### Problem description
Omit the pictures and extract only the lines from the line containing "dry grass in the photo above." to the end of the material, each exactly as written.

### Listed entries

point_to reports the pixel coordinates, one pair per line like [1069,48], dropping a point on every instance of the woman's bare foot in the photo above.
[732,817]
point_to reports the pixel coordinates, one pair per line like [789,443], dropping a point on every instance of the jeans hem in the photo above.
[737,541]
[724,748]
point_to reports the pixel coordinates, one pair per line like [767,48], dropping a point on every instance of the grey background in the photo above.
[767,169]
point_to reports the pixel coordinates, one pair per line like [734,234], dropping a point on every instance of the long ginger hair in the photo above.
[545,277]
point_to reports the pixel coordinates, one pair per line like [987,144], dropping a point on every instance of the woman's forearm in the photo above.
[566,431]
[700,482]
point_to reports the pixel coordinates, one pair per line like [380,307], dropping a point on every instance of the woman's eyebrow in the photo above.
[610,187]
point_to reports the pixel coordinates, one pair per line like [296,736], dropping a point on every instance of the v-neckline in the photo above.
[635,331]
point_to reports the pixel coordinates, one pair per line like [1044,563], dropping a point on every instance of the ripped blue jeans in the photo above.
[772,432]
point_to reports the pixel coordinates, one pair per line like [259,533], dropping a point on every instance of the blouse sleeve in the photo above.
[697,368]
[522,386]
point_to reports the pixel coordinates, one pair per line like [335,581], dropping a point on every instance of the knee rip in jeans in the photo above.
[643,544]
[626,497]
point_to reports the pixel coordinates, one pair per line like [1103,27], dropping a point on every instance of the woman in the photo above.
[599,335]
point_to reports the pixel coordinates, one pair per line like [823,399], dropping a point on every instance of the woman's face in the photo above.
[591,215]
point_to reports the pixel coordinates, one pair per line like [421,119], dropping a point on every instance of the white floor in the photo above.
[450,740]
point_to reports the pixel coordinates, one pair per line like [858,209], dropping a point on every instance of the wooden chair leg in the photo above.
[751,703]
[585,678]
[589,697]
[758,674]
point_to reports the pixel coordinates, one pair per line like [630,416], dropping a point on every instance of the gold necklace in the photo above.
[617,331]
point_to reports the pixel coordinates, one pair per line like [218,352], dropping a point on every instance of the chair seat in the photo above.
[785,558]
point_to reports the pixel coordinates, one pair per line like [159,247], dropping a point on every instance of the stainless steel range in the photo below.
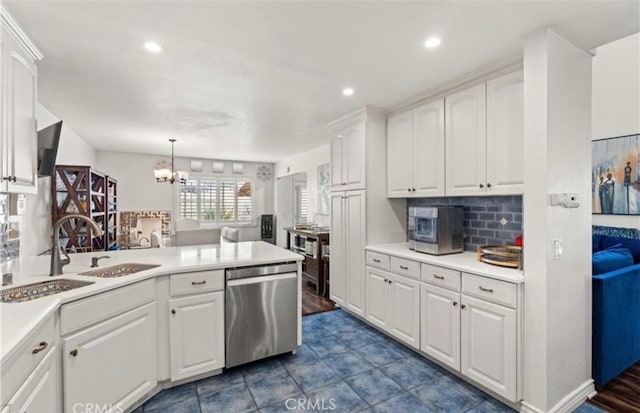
[261,312]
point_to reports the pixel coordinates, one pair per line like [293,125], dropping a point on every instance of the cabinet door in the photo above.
[399,155]
[428,149]
[337,183]
[196,334]
[337,286]
[20,159]
[489,345]
[353,157]
[38,393]
[465,122]
[377,308]
[113,362]
[404,309]
[440,324]
[505,134]
[354,258]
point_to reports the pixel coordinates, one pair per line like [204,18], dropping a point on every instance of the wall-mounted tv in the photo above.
[48,140]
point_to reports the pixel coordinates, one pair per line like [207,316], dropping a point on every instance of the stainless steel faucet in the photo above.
[95,260]
[58,262]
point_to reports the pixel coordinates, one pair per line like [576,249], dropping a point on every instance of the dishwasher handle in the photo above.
[260,271]
[259,280]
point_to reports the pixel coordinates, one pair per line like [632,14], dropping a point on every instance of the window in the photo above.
[216,200]
[302,204]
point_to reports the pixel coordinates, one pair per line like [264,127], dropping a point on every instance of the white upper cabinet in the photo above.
[466,141]
[505,134]
[348,158]
[484,142]
[18,76]
[399,158]
[415,152]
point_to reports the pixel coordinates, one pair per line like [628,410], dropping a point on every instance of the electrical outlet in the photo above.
[557,249]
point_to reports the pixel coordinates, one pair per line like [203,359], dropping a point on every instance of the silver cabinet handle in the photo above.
[42,346]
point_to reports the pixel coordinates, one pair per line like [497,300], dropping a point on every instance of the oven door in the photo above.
[426,229]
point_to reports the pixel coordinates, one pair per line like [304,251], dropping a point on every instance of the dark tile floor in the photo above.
[342,366]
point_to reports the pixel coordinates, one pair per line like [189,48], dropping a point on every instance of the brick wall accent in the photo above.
[482,216]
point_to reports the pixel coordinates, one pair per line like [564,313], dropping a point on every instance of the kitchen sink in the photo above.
[119,270]
[37,290]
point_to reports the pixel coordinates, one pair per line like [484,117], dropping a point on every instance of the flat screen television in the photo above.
[48,140]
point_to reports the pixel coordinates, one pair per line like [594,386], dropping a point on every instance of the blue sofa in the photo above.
[616,311]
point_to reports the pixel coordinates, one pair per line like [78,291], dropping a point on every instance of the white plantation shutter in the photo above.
[208,207]
[189,199]
[303,204]
[216,200]
[244,200]
[228,200]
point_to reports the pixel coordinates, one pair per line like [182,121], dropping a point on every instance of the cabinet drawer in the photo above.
[378,260]
[196,282]
[88,311]
[405,267]
[443,277]
[37,345]
[499,292]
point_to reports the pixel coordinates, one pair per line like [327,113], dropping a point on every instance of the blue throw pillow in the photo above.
[595,242]
[610,259]
[632,244]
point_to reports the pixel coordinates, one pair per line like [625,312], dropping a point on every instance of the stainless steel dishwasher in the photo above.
[261,308]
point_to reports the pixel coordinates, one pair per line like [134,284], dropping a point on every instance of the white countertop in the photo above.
[19,319]
[464,261]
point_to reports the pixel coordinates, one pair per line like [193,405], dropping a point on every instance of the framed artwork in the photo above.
[615,176]
[324,189]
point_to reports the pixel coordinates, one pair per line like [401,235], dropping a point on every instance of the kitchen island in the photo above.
[120,340]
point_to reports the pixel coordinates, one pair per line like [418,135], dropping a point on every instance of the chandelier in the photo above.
[165,171]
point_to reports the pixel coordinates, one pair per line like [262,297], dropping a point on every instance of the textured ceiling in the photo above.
[259,81]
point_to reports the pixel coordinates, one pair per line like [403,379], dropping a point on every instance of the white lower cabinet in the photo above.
[489,345]
[38,393]
[196,334]
[393,304]
[440,324]
[113,364]
[469,323]
[472,335]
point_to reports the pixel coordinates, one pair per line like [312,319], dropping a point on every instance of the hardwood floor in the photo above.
[313,303]
[621,394]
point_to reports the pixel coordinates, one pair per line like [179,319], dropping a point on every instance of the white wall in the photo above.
[35,225]
[616,102]
[307,162]
[138,190]
[557,99]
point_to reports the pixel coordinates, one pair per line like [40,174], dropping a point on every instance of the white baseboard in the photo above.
[568,403]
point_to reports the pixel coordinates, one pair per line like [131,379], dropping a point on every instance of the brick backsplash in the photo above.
[482,216]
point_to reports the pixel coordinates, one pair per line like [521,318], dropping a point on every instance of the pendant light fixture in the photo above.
[165,172]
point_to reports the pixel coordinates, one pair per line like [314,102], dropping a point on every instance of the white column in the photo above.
[557,114]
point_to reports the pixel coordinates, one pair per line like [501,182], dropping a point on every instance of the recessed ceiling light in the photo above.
[432,42]
[153,47]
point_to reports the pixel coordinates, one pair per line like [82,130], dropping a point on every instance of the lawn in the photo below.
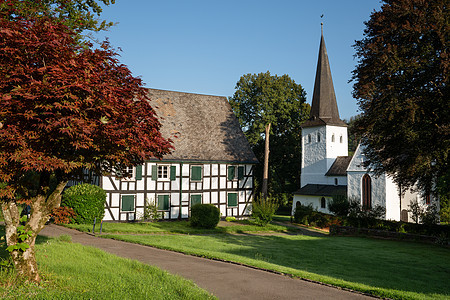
[180,227]
[401,270]
[73,271]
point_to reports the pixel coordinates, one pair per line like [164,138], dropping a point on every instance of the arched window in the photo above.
[367,192]
[323,203]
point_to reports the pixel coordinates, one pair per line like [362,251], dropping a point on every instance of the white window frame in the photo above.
[133,173]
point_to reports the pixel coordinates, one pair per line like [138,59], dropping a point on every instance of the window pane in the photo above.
[231,172]
[196,199]
[127,203]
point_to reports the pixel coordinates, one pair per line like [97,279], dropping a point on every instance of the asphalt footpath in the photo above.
[223,279]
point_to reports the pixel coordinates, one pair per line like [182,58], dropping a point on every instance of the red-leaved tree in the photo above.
[63,109]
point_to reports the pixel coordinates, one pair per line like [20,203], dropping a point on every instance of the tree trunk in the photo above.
[266,163]
[41,207]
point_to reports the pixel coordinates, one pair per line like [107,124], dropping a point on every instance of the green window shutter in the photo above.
[127,203]
[154,172]
[231,172]
[173,173]
[232,199]
[196,199]
[196,173]
[241,172]
[139,172]
[163,202]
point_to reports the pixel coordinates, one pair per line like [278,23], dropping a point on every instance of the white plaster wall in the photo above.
[313,200]
[392,200]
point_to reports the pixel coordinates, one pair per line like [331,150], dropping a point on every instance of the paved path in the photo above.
[224,280]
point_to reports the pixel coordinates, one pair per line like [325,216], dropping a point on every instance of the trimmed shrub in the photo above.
[204,216]
[63,215]
[88,202]
[263,210]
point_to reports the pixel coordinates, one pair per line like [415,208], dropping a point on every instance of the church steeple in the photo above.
[324,110]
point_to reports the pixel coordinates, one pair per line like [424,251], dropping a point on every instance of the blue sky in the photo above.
[204,47]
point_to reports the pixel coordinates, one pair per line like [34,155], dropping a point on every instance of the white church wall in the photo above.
[314,201]
[313,164]
[337,143]
[392,200]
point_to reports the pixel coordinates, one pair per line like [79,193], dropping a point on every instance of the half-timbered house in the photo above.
[212,163]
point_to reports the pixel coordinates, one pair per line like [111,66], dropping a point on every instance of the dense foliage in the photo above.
[402,84]
[64,108]
[263,210]
[88,202]
[262,99]
[204,216]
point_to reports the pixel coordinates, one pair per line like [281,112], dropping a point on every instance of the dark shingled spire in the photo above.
[324,110]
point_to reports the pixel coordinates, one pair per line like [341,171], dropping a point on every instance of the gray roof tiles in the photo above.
[203,128]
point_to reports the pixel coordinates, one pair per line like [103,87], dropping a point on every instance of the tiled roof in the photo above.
[202,127]
[339,167]
[322,190]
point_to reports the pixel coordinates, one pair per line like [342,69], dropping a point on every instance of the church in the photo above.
[327,169]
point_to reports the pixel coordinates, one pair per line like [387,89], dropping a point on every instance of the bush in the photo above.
[263,210]
[204,216]
[63,215]
[88,202]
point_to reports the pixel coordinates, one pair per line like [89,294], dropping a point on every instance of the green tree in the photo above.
[274,106]
[402,86]
[63,109]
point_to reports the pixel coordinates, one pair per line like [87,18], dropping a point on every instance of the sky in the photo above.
[205,46]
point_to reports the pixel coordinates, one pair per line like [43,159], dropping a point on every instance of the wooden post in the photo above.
[266,162]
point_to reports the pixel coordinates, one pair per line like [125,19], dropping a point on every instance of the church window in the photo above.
[323,203]
[367,192]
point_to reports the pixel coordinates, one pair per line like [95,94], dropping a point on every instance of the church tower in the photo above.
[324,135]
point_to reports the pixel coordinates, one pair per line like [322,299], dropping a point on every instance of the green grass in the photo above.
[180,227]
[73,271]
[391,269]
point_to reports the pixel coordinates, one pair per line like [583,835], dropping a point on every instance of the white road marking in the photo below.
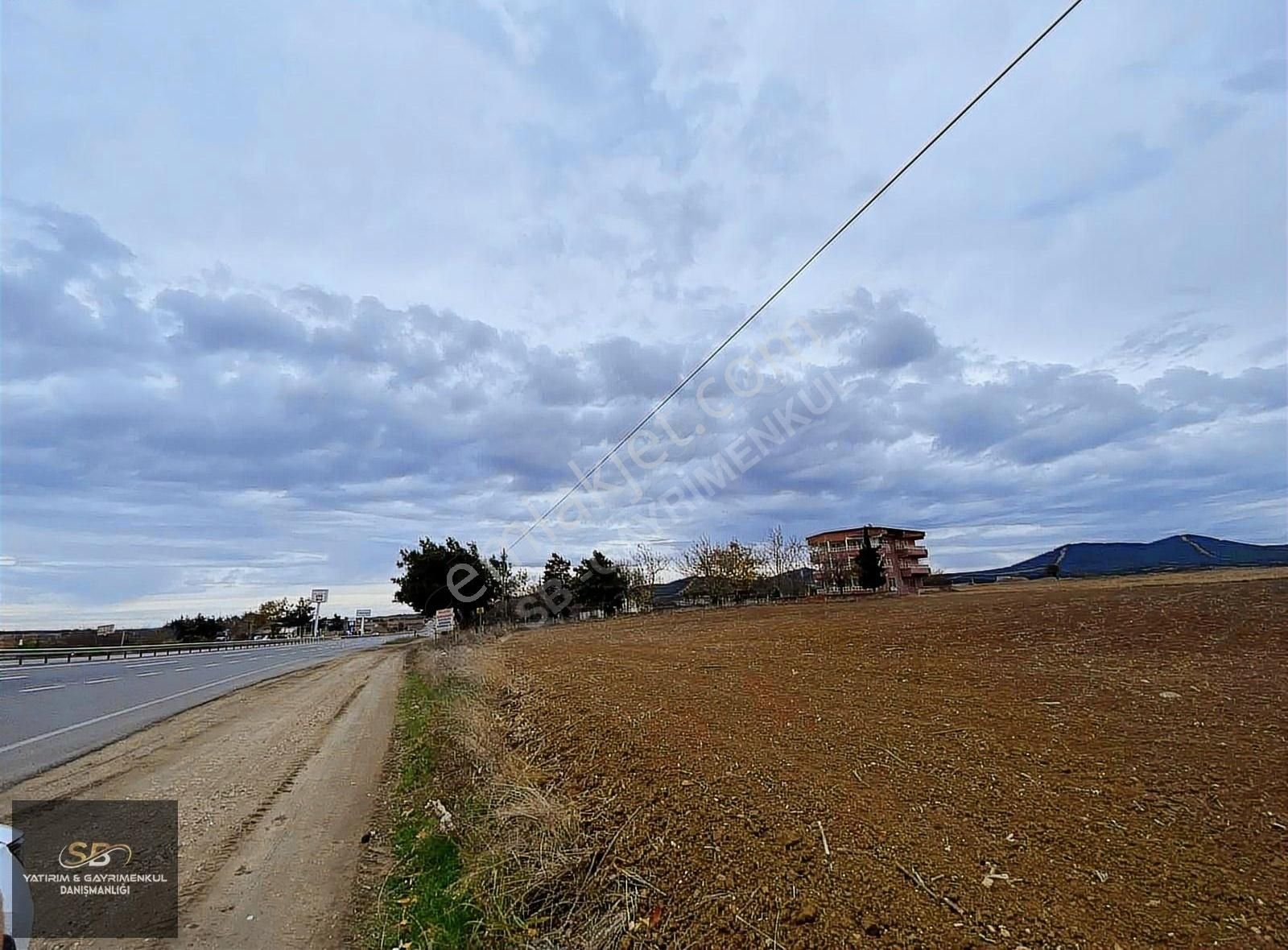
[72,728]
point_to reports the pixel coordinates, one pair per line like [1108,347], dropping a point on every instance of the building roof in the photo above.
[907,532]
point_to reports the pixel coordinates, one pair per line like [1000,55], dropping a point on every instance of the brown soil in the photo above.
[1046,765]
[276,784]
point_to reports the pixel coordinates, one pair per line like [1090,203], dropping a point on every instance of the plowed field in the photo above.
[1067,763]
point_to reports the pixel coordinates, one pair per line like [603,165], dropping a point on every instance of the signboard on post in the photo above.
[319,599]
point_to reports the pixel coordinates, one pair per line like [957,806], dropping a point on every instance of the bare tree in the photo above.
[700,563]
[644,572]
[742,567]
[777,556]
[798,559]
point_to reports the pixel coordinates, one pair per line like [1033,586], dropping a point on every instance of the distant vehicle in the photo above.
[14,896]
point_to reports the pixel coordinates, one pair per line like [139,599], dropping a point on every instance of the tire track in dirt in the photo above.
[275,788]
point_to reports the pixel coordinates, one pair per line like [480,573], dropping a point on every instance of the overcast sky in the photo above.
[287,286]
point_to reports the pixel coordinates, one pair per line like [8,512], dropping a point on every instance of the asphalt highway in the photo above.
[53,713]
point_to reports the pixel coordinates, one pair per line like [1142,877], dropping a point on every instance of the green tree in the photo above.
[437,577]
[299,614]
[196,629]
[508,580]
[871,576]
[557,589]
[601,584]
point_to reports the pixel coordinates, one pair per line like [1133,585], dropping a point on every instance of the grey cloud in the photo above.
[894,340]
[1176,337]
[422,420]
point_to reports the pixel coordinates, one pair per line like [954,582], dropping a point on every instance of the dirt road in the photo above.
[276,786]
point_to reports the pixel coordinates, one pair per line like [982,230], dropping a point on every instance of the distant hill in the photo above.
[1178,552]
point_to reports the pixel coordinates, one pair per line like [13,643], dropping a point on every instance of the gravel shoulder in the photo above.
[276,784]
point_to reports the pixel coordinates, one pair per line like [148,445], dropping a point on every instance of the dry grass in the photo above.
[528,868]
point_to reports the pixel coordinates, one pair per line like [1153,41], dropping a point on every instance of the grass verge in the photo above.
[422,902]
[510,864]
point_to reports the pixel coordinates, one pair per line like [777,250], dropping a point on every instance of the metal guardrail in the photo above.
[92,653]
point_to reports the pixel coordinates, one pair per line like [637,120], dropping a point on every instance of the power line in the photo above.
[799,271]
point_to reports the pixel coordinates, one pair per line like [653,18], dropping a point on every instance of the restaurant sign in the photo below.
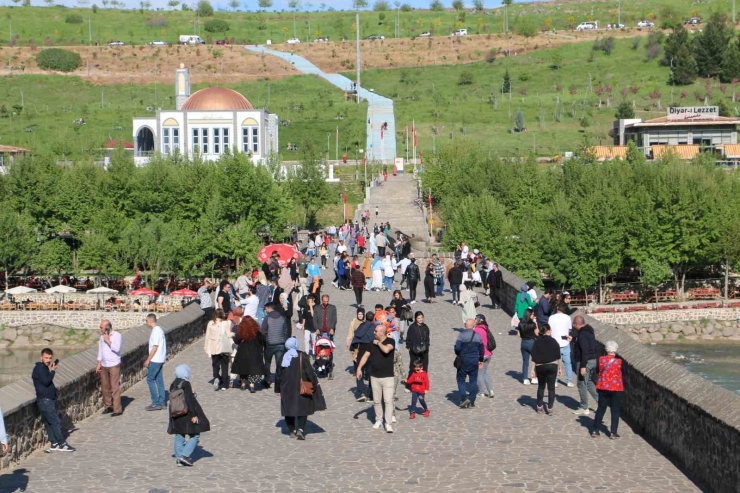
[693,112]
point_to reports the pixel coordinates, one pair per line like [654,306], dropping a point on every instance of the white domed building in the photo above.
[206,123]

### Response to this exercise
point_to reports the pixel coordinates, one pair per line like [148,445], dropping a point on every instance of the dry grass in the photo above.
[528,868]
point_to reports the pixel coordinates, one pair per line like [1153,41], dropping a point on every instance of the grass verge in the photo above.
[422,902]
[510,864]
point_to reports the pixel coordinates, one pair per line like [777,250], dropping a point on every instance of the metal guardrail in the photo above.
[92,653]
point_to reports the pixel coordinates, one pair per line like [637,120], dropping a point on every instance of the power line in the photo above.
[799,271]
point_to reports the pixel coordinates, one pair per line like [653,18], dropping a point on every instance of the restaurant sign in the photo below.
[693,112]
point_to reports the pixel coordinates, one pair per line like [654,306], dropping a point on every instance of the white domed building in the photo above.
[206,123]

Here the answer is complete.